[TASK STATEMENT] Transcribe each entry exactly; skip the images.

==============================

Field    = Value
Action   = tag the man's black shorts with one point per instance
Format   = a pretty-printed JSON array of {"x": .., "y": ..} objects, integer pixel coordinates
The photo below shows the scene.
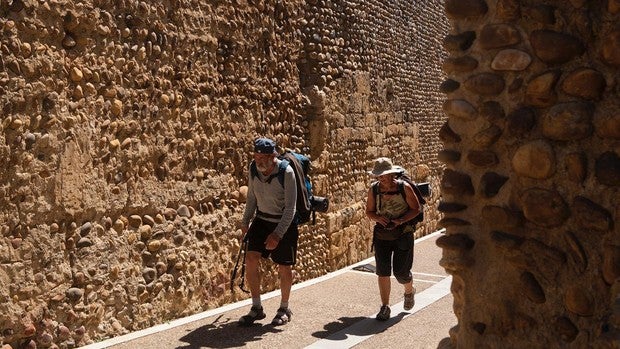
[{"x": 286, "y": 251}]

==============================

[RESULT OF THIS TASK]
Field    = Value
Action   = tag the man's black shorts with one point per instance
Format   = a pretty-printed JSON array of {"x": .., "y": ..} objects, integer pixel coordinates
The photo below shows the scene.
[{"x": 286, "y": 251}]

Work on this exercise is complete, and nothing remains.